Exercise details: Using the records below, write out again exactly the lines that begin at the line containing "object=cloudy sky" and end at the line containing "object=sailboat mast", and no other lines.

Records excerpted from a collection

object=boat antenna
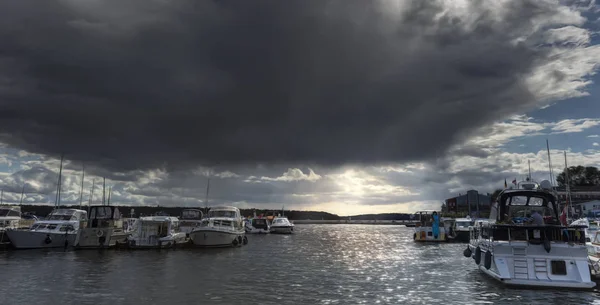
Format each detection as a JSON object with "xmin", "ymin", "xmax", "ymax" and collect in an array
[
  {"xmin": 88, "ymin": 179, "xmax": 96, "ymax": 215},
  {"xmin": 19, "ymin": 185, "xmax": 25, "ymax": 205},
  {"xmin": 79, "ymin": 164, "xmax": 85, "ymax": 209},
  {"xmin": 546, "ymin": 139, "xmax": 556, "ymax": 186},
  {"xmin": 528, "ymin": 160, "xmax": 531, "ymax": 181},
  {"xmin": 0, "ymin": 189, "xmax": 3, "ymax": 205},
  {"xmin": 102, "ymin": 177, "xmax": 106, "ymax": 206},
  {"xmin": 55, "ymin": 154, "xmax": 64, "ymax": 207}
]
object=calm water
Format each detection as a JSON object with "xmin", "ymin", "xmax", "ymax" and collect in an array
[{"xmin": 0, "ymin": 225, "xmax": 598, "ymax": 305}]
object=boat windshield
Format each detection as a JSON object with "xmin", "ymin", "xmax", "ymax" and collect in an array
[
  {"xmin": 90, "ymin": 206, "xmax": 114, "ymax": 220},
  {"xmin": 252, "ymin": 219, "xmax": 268, "ymax": 226},
  {"xmin": 455, "ymin": 221, "xmax": 472, "ymax": 229},
  {"xmin": 46, "ymin": 214, "xmax": 75, "ymax": 221},
  {"xmin": 208, "ymin": 210, "xmax": 237, "ymax": 218},
  {"xmin": 0, "ymin": 209, "xmax": 20, "ymax": 217},
  {"xmin": 273, "ymin": 218, "xmax": 288, "ymax": 225}
]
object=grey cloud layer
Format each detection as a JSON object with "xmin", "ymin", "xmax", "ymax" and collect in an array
[{"xmin": 0, "ymin": 0, "xmax": 596, "ymax": 171}]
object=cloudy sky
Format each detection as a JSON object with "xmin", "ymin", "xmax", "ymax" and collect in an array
[{"xmin": 1, "ymin": 0, "xmax": 600, "ymax": 215}]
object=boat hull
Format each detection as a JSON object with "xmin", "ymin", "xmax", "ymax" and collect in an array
[
  {"xmin": 246, "ymin": 228, "xmax": 269, "ymax": 234},
  {"xmin": 6, "ymin": 230, "xmax": 79, "ymax": 249},
  {"xmin": 467, "ymin": 242, "xmax": 596, "ymax": 289},
  {"xmin": 126, "ymin": 233, "xmax": 187, "ymax": 249},
  {"xmin": 270, "ymin": 226, "xmax": 294, "ymax": 234},
  {"xmin": 190, "ymin": 228, "xmax": 245, "ymax": 247},
  {"xmin": 76, "ymin": 228, "xmax": 129, "ymax": 249}
]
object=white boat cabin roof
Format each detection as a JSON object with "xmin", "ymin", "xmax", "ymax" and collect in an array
[
  {"xmin": 139, "ymin": 216, "xmax": 179, "ymax": 223},
  {"xmin": 209, "ymin": 206, "xmax": 240, "ymax": 212},
  {"xmin": 45, "ymin": 208, "xmax": 87, "ymax": 221}
]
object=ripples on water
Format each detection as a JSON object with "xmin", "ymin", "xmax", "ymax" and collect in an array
[{"xmin": 0, "ymin": 225, "xmax": 598, "ymax": 305}]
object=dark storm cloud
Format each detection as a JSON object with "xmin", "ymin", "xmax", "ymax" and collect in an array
[{"xmin": 0, "ymin": 0, "xmax": 594, "ymax": 171}]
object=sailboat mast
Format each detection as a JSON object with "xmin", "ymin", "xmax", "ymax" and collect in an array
[
  {"xmin": 79, "ymin": 164, "xmax": 85, "ymax": 209},
  {"xmin": 88, "ymin": 179, "xmax": 96, "ymax": 206},
  {"xmin": 546, "ymin": 139, "xmax": 555, "ymax": 186},
  {"xmin": 107, "ymin": 186, "xmax": 112, "ymax": 206},
  {"xmin": 55, "ymin": 154, "xmax": 64, "ymax": 207},
  {"xmin": 102, "ymin": 177, "xmax": 106, "ymax": 206},
  {"xmin": 205, "ymin": 176, "xmax": 211, "ymax": 214},
  {"xmin": 0, "ymin": 189, "xmax": 3, "ymax": 205},
  {"xmin": 528, "ymin": 160, "xmax": 532, "ymax": 181},
  {"xmin": 564, "ymin": 151, "xmax": 572, "ymax": 221},
  {"xmin": 19, "ymin": 185, "xmax": 24, "ymax": 205}
]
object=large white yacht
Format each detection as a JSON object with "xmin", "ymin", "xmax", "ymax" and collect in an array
[
  {"xmin": 465, "ymin": 180, "xmax": 595, "ymax": 289},
  {"xmin": 126, "ymin": 215, "xmax": 187, "ymax": 249},
  {"xmin": 189, "ymin": 206, "xmax": 247, "ymax": 247},
  {"xmin": 453, "ymin": 216, "xmax": 474, "ymax": 243},
  {"xmin": 6, "ymin": 208, "xmax": 88, "ymax": 249},
  {"xmin": 0, "ymin": 206, "xmax": 22, "ymax": 243},
  {"xmin": 77, "ymin": 206, "xmax": 129, "ymax": 249},
  {"xmin": 413, "ymin": 210, "xmax": 447, "ymax": 242}
]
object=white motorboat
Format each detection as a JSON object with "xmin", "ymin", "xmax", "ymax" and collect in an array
[
  {"xmin": 77, "ymin": 206, "xmax": 129, "ymax": 249},
  {"xmin": 6, "ymin": 208, "xmax": 88, "ymax": 249},
  {"xmin": 413, "ymin": 210, "xmax": 447, "ymax": 242},
  {"xmin": 189, "ymin": 206, "xmax": 247, "ymax": 247},
  {"xmin": 179, "ymin": 209, "xmax": 204, "ymax": 236},
  {"xmin": 126, "ymin": 216, "xmax": 187, "ymax": 249},
  {"xmin": 465, "ymin": 180, "xmax": 595, "ymax": 289},
  {"xmin": 270, "ymin": 216, "xmax": 294, "ymax": 234},
  {"xmin": 245, "ymin": 216, "xmax": 270, "ymax": 234},
  {"xmin": 453, "ymin": 217, "xmax": 474, "ymax": 243},
  {"xmin": 0, "ymin": 206, "xmax": 23, "ymax": 243}
]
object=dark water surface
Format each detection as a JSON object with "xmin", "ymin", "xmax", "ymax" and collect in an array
[{"xmin": 0, "ymin": 225, "xmax": 599, "ymax": 305}]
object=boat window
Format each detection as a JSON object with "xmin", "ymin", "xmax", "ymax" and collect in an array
[
  {"xmin": 59, "ymin": 224, "xmax": 75, "ymax": 232},
  {"xmin": 455, "ymin": 221, "xmax": 471, "ymax": 228},
  {"xmin": 182, "ymin": 210, "xmax": 202, "ymax": 219},
  {"xmin": 46, "ymin": 224, "xmax": 58, "ymax": 230},
  {"xmin": 208, "ymin": 210, "xmax": 237, "ymax": 218},
  {"xmin": 30, "ymin": 224, "xmax": 40, "ymax": 230},
  {"xmin": 46, "ymin": 214, "xmax": 74, "ymax": 221},
  {"xmin": 200, "ymin": 220, "xmax": 210, "ymax": 227},
  {"xmin": 550, "ymin": 260, "xmax": 567, "ymax": 275},
  {"xmin": 509, "ymin": 196, "xmax": 528, "ymax": 205},
  {"xmin": 594, "ymin": 233, "xmax": 600, "ymax": 244}
]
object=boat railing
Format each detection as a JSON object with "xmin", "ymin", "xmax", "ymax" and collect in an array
[{"xmin": 475, "ymin": 224, "xmax": 587, "ymax": 244}]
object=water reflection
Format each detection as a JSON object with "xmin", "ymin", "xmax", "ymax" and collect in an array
[{"xmin": 0, "ymin": 225, "xmax": 597, "ymax": 305}]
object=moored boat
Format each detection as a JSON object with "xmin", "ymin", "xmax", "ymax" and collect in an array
[
  {"xmin": 245, "ymin": 214, "xmax": 270, "ymax": 234},
  {"xmin": 588, "ymin": 231, "xmax": 600, "ymax": 279},
  {"xmin": 270, "ymin": 216, "xmax": 294, "ymax": 234},
  {"xmin": 189, "ymin": 206, "xmax": 247, "ymax": 247},
  {"xmin": 125, "ymin": 216, "xmax": 187, "ymax": 249},
  {"xmin": 0, "ymin": 206, "xmax": 23, "ymax": 244},
  {"xmin": 179, "ymin": 209, "xmax": 204, "ymax": 237},
  {"xmin": 6, "ymin": 208, "xmax": 88, "ymax": 249},
  {"xmin": 465, "ymin": 180, "xmax": 595, "ymax": 289},
  {"xmin": 413, "ymin": 210, "xmax": 447, "ymax": 242},
  {"xmin": 77, "ymin": 206, "xmax": 129, "ymax": 249},
  {"xmin": 453, "ymin": 217, "xmax": 474, "ymax": 243}
]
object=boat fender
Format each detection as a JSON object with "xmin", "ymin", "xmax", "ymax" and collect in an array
[
  {"xmin": 413, "ymin": 233, "xmax": 417, "ymax": 241},
  {"xmin": 474, "ymin": 246, "xmax": 481, "ymax": 265},
  {"xmin": 172, "ymin": 241, "xmax": 176, "ymax": 249},
  {"xmin": 242, "ymin": 235, "xmax": 248, "ymax": 245},
  {"xmin": 96, "ymin": 230, "xmax": 104, "ymax": 238},
  {"xmin": 463, "ymin": 247, "xmax": 472, "ymax": 258},
  {"xmin": 484, "ymin": 251, "xmax": 492, "ymax": 269},
  {"xmin": 543, "ymin": 240, "xmax": 551, "ymax": 253},
  {"xmin": 98, "ymin": 236, "xmax": 106, "ymax": 246},
  {"xmin": 238, "ymin": 236, "xmax": 243, "ymax": 245},
  {"xmin": 44, "ymin": 234, "xmax": 52, "ymax": 245},
  {"xmin": 232, "ymin": 238, "xmax": 239, "ymax": 247}
]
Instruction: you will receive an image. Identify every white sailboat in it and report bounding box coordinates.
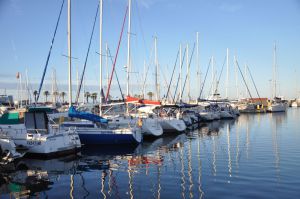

Your solution:
object=cloudy sky
Format each detection as a JSON object with "xmin", "ymin", "xmax", "ymax" and collect in an array
[{"xmin": 1, "ymin": 0, "xmax": 600, "ymax": 215}]
object=boat hull
Format each detection as a JSON object with "xmin", "ymin", "xmax", "ymax" and collect in an array
[
  {"xmin": 246, "ymin": 228, "xmax": 269, "ymax": 234},
  {"xmin": 6, "ymin": 230, "xmax": 79, "ymax": 249},
  {"xmin": 467, "ymin": 242, "xmax": 596, "ymax": 289},
  {"xmin": 126, "ymin": 233, "xmax": 187, "ymax": 249},
  {"xmin": 270, "ymin": 226, "xmax": 294, "ymax": 234},
  {"xmin": 190, "ymin": 228, "xmax": 245, "ymax": 247},
  {"xmin": 76, "ymin": 228, "xmax": 129, "ymax": 249}
]
object=white boat cabin roof
Format each detection as a JSON object with "xmin", "ymin", "xmax", "ymax" and collect in an array
[
  {"xmin": 139, "ymin": 216, "xmax": 179, "ymax": 223},
  {"xmin": 209, "ymin": 206, "xmax": 240, "ymax": 212},
  {"xmin": 45, "ymin": 208, "xmax": 87, "ymax": 221}
]
object=ripples on water
Format each detection as a JSON object with "xmin", "ymin", "xmax", "ymax" and collect in an array
[{"xmin": 0, "ymin": 225, "xmax": 598, "ymax": 305}]
object=dark storm cloud
Format each detection as a JSON object with "xmin", "ymin", "xmax", "ymax" and collect in an array
[{"xmin": 0, "ymin": 0, "xmax": 594, "ymax": 171}]
object=sailboat mast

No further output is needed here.